— Written request —
Return nothing but the lines from the line containing "[indicate] black bow" through the last line of the records, reproduced exactly.

— Records for the task —

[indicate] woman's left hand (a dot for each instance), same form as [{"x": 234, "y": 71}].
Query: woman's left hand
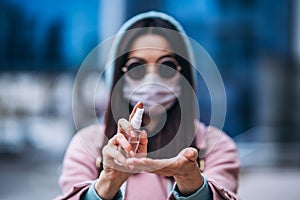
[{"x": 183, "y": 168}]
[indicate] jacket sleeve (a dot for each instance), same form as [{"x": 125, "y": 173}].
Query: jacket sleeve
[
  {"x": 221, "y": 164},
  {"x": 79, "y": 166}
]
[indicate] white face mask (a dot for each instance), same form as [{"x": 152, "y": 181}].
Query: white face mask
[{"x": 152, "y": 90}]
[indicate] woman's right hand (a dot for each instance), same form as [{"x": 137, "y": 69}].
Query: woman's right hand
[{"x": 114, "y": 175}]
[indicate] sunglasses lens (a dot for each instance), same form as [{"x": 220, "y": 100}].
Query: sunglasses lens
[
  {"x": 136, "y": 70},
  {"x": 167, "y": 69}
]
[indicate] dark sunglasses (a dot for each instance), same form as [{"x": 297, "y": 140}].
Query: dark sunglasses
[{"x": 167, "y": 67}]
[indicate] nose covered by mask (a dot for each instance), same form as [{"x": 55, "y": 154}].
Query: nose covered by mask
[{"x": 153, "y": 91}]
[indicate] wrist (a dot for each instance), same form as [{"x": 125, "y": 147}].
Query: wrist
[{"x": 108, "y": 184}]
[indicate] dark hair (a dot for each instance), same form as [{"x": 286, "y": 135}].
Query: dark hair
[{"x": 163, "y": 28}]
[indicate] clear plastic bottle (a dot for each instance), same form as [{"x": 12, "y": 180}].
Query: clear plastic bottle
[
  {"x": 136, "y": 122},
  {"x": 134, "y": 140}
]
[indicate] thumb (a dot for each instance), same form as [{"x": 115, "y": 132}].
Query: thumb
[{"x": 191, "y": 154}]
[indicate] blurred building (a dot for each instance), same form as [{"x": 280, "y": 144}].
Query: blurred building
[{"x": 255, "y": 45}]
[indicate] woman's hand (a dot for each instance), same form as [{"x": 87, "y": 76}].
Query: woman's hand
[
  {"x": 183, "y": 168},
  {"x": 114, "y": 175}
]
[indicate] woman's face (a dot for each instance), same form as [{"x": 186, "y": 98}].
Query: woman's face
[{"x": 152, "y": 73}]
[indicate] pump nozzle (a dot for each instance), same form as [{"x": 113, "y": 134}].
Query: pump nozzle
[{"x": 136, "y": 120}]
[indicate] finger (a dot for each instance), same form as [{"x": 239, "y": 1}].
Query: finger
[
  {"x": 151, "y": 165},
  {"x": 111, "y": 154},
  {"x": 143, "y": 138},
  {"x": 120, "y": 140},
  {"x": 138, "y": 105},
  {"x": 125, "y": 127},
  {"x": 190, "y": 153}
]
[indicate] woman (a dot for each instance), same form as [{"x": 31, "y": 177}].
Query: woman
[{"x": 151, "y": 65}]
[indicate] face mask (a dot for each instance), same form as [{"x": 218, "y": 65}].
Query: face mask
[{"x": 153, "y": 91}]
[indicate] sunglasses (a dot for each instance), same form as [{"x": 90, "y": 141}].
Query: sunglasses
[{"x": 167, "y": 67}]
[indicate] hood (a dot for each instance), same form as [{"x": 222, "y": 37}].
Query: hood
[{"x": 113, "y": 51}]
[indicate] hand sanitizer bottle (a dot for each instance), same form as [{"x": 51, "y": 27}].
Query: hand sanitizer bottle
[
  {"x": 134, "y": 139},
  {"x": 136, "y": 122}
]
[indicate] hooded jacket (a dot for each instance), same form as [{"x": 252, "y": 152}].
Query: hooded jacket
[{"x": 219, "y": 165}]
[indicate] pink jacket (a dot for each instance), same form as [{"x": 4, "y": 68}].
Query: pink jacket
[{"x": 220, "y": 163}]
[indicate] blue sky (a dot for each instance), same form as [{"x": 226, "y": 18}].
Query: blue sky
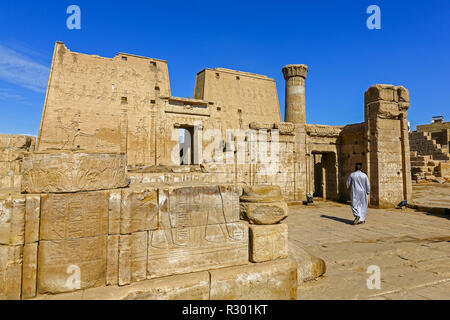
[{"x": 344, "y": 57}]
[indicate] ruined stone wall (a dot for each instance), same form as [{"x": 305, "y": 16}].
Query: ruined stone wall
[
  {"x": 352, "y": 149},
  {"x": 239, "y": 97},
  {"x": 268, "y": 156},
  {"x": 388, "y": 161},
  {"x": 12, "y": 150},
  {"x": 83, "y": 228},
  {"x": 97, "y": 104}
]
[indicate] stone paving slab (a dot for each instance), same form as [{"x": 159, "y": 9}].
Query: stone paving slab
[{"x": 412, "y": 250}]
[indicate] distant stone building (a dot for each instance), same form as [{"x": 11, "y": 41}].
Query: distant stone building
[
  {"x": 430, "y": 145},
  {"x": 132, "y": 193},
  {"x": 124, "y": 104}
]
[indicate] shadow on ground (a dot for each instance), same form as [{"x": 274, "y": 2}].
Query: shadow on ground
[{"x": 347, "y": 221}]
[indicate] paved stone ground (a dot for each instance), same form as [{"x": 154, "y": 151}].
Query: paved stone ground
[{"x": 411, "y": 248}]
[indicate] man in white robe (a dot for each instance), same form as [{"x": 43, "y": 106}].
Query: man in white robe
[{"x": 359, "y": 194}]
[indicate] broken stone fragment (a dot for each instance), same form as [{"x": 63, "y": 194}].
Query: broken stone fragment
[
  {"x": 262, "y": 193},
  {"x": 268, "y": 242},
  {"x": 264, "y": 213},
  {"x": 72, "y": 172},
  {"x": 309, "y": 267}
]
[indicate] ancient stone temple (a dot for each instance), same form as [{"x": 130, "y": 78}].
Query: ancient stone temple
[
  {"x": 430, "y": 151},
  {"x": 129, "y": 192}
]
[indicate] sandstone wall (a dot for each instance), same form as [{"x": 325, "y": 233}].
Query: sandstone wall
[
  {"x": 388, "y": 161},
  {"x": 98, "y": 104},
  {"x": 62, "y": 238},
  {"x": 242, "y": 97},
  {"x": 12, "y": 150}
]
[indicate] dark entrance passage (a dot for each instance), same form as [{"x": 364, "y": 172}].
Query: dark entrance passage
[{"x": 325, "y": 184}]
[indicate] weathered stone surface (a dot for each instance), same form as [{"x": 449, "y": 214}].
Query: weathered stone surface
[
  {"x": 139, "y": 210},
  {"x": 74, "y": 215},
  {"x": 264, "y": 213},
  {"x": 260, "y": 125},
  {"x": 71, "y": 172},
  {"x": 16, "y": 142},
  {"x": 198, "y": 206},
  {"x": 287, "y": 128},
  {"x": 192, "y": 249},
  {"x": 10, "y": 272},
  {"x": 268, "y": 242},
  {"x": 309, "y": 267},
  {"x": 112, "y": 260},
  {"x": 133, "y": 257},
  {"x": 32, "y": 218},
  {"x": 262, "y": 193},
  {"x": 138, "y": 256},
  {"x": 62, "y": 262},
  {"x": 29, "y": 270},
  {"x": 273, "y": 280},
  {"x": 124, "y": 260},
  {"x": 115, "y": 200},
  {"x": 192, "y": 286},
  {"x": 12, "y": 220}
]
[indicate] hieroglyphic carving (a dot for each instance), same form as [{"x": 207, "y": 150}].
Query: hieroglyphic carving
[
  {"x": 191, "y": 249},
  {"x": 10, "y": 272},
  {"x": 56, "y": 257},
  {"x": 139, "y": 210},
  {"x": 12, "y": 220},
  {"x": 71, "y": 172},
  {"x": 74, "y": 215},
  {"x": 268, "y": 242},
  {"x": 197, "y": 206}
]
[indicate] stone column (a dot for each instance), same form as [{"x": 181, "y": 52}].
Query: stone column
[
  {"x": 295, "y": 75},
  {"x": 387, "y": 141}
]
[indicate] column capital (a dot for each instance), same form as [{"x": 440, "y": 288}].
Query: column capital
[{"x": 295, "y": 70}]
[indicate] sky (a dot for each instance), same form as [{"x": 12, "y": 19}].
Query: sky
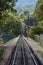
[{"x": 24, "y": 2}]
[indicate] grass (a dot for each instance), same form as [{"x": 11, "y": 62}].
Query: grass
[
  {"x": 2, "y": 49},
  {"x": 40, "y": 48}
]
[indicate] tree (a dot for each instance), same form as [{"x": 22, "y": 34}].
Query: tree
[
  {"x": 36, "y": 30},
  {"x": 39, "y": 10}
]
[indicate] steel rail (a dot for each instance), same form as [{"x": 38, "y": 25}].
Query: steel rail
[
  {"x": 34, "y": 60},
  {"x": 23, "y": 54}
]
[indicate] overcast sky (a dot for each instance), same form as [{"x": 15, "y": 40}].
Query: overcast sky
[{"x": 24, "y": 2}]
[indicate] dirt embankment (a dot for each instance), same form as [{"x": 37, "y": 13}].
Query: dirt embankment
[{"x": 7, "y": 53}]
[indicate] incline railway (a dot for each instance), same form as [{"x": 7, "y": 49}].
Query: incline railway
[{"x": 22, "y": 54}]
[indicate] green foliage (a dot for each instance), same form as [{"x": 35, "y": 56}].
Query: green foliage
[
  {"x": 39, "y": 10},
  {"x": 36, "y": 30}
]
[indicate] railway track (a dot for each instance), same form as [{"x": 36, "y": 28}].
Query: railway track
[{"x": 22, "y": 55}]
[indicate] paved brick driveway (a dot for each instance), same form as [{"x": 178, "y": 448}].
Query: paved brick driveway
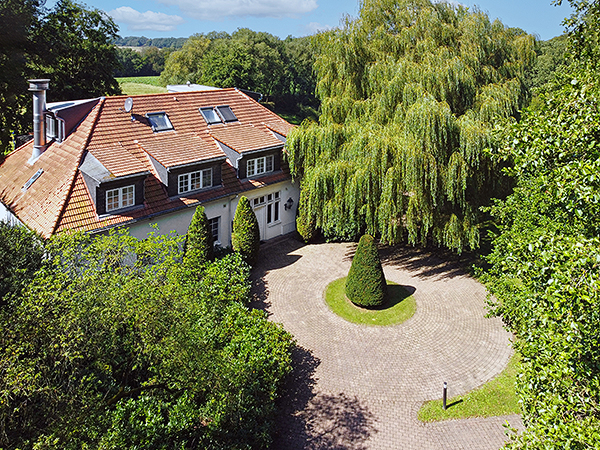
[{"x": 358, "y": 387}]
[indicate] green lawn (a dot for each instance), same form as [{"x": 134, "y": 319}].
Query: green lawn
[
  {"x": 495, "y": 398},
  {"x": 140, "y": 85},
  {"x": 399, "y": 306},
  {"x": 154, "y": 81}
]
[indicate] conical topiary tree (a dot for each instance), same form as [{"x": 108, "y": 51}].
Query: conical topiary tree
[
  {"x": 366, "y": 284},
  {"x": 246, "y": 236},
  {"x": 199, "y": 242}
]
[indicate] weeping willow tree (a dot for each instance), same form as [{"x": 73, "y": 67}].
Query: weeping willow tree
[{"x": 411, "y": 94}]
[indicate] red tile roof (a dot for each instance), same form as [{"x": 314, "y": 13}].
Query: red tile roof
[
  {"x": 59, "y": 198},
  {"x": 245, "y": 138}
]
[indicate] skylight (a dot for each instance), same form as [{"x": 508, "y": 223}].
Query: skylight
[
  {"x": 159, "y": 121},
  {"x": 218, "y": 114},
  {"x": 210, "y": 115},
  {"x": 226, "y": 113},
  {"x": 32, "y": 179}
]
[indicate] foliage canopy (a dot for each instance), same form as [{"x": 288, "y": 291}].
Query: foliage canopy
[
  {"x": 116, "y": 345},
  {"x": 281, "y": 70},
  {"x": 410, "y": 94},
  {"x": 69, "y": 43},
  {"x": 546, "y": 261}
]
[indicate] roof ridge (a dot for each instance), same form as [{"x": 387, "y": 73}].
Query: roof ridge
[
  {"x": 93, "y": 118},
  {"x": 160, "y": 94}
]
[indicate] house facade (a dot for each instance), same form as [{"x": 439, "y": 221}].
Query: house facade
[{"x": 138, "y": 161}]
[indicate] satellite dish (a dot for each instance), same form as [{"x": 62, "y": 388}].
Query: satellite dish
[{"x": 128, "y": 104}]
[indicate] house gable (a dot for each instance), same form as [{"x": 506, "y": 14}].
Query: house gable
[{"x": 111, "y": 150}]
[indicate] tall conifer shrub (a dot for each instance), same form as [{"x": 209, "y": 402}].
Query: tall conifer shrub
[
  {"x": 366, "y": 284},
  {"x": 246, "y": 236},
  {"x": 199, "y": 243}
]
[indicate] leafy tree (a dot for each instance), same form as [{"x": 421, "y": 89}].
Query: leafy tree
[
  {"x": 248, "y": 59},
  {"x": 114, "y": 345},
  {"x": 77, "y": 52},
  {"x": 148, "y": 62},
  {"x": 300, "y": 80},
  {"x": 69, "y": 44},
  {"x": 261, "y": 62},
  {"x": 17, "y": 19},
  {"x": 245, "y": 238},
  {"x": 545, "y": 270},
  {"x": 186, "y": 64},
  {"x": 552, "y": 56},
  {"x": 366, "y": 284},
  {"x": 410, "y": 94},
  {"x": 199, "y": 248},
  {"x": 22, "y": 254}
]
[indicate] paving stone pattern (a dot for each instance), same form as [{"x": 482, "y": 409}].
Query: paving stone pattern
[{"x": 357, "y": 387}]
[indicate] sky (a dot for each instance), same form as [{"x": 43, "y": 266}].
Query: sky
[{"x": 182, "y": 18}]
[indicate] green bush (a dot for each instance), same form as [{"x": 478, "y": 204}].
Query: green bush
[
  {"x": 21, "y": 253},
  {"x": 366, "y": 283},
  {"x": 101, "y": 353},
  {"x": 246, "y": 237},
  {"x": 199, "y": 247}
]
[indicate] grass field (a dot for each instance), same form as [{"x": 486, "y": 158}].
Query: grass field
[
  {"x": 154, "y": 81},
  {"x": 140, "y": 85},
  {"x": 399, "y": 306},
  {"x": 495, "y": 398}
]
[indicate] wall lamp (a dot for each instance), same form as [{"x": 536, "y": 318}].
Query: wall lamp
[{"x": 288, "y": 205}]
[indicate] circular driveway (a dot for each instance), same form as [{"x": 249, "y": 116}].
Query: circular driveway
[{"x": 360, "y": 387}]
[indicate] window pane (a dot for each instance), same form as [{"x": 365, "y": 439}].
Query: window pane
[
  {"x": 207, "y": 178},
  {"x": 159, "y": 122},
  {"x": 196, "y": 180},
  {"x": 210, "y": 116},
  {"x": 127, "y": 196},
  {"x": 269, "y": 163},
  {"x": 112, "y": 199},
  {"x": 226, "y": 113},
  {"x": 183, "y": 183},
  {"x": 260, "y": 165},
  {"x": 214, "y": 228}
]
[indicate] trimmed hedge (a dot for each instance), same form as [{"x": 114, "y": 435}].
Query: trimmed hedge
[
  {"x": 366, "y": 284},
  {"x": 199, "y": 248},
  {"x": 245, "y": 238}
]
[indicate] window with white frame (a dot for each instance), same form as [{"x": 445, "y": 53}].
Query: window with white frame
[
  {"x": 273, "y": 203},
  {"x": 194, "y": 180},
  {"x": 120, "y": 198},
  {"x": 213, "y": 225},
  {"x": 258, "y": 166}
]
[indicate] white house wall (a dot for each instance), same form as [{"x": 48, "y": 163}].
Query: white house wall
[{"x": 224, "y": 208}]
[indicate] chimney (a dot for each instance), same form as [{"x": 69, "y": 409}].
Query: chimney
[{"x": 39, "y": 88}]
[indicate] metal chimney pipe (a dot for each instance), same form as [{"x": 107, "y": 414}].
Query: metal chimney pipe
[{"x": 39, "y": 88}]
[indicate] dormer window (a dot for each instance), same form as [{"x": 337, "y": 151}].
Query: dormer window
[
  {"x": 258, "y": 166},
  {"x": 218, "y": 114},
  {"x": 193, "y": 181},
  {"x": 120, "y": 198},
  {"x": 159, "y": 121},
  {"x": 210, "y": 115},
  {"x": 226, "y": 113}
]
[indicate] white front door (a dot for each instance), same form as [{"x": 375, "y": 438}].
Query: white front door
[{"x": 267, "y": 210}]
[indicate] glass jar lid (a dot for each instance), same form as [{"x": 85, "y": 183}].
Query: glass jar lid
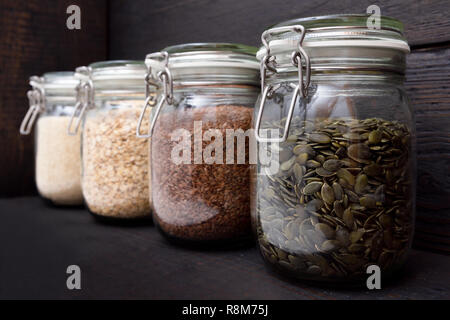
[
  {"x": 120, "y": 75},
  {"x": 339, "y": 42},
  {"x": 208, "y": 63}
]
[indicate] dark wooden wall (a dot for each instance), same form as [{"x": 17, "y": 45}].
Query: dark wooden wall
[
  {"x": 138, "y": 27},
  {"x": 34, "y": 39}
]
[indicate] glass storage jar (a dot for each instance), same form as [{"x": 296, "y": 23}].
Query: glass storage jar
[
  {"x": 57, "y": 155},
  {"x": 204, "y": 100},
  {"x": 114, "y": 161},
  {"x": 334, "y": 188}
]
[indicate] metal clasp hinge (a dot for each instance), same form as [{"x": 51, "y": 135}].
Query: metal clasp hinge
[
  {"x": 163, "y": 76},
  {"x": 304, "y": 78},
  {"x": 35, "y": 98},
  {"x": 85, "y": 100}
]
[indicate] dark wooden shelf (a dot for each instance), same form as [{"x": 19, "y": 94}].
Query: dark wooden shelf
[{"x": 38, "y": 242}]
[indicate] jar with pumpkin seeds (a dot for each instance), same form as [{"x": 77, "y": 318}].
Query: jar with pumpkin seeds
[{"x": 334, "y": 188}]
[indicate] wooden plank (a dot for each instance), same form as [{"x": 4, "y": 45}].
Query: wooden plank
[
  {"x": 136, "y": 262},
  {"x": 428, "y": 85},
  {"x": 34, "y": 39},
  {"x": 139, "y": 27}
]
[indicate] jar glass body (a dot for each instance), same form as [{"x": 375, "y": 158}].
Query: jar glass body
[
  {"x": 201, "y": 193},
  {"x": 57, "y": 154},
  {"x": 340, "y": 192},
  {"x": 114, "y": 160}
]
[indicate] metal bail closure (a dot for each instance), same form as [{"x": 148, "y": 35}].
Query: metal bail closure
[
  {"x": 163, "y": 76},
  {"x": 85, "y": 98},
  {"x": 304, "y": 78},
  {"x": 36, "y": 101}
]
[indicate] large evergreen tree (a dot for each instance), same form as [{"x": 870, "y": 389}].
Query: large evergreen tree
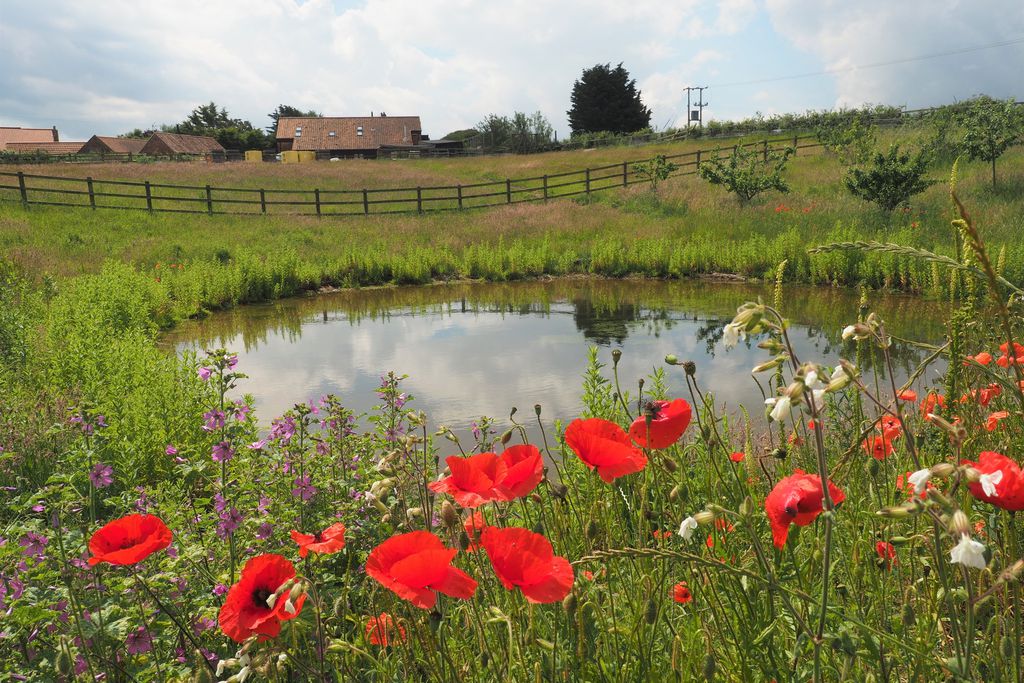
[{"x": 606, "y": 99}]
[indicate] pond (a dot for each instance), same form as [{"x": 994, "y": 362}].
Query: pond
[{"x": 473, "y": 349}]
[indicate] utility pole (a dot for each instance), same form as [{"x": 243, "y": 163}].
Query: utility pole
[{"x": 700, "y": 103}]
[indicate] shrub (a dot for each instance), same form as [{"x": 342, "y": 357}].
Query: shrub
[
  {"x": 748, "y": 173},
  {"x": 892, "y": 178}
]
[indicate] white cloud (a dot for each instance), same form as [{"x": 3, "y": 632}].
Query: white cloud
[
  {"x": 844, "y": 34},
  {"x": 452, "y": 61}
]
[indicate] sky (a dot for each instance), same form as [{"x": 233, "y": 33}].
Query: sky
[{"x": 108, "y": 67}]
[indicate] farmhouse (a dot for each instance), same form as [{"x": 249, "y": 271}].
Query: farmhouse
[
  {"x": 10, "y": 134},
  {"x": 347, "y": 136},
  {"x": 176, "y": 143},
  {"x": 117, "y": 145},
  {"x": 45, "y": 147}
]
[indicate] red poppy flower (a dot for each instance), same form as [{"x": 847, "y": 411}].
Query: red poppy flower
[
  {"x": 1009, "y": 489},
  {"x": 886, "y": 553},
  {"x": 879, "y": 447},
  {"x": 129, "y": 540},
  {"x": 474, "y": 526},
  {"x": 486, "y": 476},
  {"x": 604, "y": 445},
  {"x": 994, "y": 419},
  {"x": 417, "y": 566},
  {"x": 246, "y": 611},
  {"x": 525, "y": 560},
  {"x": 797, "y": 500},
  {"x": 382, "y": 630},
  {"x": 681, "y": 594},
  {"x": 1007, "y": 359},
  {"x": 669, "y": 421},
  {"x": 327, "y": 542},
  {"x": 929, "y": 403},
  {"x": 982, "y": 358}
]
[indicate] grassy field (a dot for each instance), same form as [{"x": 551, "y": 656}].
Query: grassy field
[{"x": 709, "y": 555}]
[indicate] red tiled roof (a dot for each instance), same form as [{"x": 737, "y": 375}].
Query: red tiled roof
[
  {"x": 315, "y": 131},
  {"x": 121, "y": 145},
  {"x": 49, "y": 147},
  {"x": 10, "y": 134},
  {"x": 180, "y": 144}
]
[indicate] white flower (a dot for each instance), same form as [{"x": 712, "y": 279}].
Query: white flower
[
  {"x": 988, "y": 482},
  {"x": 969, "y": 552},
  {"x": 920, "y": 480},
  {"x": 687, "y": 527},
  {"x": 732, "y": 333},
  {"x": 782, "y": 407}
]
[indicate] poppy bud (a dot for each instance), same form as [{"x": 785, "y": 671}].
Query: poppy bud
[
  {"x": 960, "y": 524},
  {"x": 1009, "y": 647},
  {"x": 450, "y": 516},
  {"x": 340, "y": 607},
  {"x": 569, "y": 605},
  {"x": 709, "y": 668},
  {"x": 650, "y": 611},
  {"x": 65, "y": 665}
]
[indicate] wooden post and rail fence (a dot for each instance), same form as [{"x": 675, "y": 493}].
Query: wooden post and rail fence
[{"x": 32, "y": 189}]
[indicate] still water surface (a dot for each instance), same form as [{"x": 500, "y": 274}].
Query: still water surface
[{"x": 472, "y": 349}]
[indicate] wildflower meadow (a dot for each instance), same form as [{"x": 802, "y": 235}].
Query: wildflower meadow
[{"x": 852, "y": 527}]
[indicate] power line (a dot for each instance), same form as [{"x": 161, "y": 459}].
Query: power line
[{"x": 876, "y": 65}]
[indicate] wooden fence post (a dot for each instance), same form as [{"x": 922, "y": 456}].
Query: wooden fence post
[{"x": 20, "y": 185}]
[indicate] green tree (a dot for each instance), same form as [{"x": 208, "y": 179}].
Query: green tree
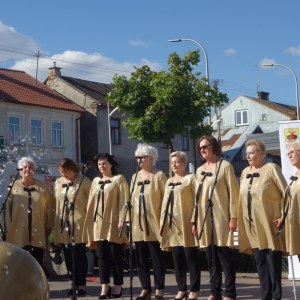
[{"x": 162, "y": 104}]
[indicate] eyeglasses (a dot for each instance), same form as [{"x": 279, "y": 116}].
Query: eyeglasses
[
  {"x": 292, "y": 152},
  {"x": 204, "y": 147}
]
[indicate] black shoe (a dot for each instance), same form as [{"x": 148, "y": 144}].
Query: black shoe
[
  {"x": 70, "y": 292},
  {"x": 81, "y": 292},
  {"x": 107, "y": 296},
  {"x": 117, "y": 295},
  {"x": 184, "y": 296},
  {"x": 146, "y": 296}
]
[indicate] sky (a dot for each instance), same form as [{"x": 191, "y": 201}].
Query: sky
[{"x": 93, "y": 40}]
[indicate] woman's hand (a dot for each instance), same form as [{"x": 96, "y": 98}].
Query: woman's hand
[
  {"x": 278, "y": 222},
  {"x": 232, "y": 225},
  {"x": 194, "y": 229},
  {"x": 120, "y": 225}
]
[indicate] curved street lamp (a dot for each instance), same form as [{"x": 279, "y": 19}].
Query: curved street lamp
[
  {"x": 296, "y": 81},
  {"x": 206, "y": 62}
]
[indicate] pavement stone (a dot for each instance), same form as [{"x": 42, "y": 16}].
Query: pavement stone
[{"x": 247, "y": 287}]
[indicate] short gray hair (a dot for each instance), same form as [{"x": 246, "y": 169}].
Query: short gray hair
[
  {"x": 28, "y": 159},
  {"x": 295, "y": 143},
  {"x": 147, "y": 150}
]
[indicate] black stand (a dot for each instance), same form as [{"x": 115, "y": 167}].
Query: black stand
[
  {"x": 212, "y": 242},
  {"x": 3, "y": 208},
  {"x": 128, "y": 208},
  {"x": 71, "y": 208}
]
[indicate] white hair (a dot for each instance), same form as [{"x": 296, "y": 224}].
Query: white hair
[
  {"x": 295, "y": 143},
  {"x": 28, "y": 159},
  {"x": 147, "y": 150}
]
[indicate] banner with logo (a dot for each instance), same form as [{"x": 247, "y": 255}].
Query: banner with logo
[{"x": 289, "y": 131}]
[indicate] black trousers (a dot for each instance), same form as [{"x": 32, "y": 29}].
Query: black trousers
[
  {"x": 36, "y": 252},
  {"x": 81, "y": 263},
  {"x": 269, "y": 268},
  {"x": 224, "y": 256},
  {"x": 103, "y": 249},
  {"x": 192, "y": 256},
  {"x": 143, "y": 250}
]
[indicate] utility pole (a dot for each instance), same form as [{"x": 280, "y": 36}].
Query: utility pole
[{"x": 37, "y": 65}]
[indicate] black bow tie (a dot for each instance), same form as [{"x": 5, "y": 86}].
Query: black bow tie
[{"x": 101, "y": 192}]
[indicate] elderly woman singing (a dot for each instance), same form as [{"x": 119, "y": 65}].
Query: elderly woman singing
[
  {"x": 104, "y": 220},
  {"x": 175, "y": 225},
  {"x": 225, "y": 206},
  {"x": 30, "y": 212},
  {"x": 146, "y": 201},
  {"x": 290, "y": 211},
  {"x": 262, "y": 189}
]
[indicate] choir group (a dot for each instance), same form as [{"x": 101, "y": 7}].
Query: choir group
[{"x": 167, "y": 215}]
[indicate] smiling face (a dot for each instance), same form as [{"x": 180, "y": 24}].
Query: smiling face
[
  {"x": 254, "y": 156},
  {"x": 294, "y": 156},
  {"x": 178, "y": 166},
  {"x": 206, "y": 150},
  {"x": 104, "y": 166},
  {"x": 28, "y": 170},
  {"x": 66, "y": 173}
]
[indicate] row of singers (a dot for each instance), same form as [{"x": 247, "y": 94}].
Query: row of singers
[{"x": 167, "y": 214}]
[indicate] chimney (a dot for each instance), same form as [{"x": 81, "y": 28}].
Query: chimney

— Written reply —
[indicate] black bow tie (a dot for each instance), same form as [{"x": 5, "y": 86}].
Query: black bow tie
[{"x": 101, "y": 192}]
[indicate] elderly woman singing (a dot for each instance), same form as [{"x": 119, "y": 65}].
Query: elderly woman singing
[
  {"x": 104, "y": 220},
  {"x": 175, "y": 225},
  {"x": 225, "y": 206},
  {"x": 30, "y": 212},
  {"x": 146, "y": 201},
  {"x": 290, "y": 211},
  {"x": 262, "y": 189}
]
[indicate] choir group (a dot for each instance), same form as [{"x": 101, "y": 7}].
Query: choir group
[{"x": 167, "y": 215}]
[indicate] smiling face (a dot for each instance), same form as [{"x": 180, "y": 24}].
Query: smiling face
[
  {"x": 254, "y": 156},
  {"x": 294, "y": 156},
  {"x": 178, "y": 166},
  {"x": 206, "y": 150},
  {"x": 104, "y": 166},
  {"x": 28, "y": 170},
  {"x": 66, "y": 173}
]
[indicate] row of singers (a dot for each instance), same form as [{"x": 247, "y": 94}].
Query: row of singers
[{"x": 167, "y": 214}]
[indicate] chimney (a dot for each instance), same form as [{"x": 81, "y": 28}].
Query: chimney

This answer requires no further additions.